Supplied records START
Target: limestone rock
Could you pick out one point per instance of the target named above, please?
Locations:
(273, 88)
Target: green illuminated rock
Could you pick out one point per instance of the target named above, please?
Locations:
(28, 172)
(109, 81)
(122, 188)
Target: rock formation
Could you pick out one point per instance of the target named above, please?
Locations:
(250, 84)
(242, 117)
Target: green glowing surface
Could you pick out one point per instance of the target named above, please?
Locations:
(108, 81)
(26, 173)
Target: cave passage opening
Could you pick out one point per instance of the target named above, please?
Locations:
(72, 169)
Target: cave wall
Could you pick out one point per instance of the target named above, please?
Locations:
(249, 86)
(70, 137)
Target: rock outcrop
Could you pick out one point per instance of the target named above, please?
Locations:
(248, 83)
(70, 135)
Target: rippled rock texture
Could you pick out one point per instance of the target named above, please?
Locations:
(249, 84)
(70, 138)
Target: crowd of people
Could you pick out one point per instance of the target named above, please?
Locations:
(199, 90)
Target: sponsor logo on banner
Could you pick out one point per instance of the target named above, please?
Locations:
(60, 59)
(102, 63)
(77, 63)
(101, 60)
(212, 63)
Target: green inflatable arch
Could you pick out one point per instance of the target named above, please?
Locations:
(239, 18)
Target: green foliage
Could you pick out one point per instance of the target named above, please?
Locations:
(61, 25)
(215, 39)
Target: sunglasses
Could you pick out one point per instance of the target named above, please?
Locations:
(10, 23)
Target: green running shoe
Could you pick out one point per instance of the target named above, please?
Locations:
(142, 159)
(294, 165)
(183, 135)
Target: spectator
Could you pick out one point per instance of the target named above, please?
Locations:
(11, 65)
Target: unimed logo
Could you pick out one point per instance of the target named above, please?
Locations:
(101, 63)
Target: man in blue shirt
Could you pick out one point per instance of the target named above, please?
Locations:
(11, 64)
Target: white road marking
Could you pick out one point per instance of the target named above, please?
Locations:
Supplied records END
Search the material above for the word "green", then copy out each line that has it.

Response to the exercise:
Target: green illuminated rock
Target: green glowing surface
Target: green inflatable arch
Target: green foliage
Target: green running shoe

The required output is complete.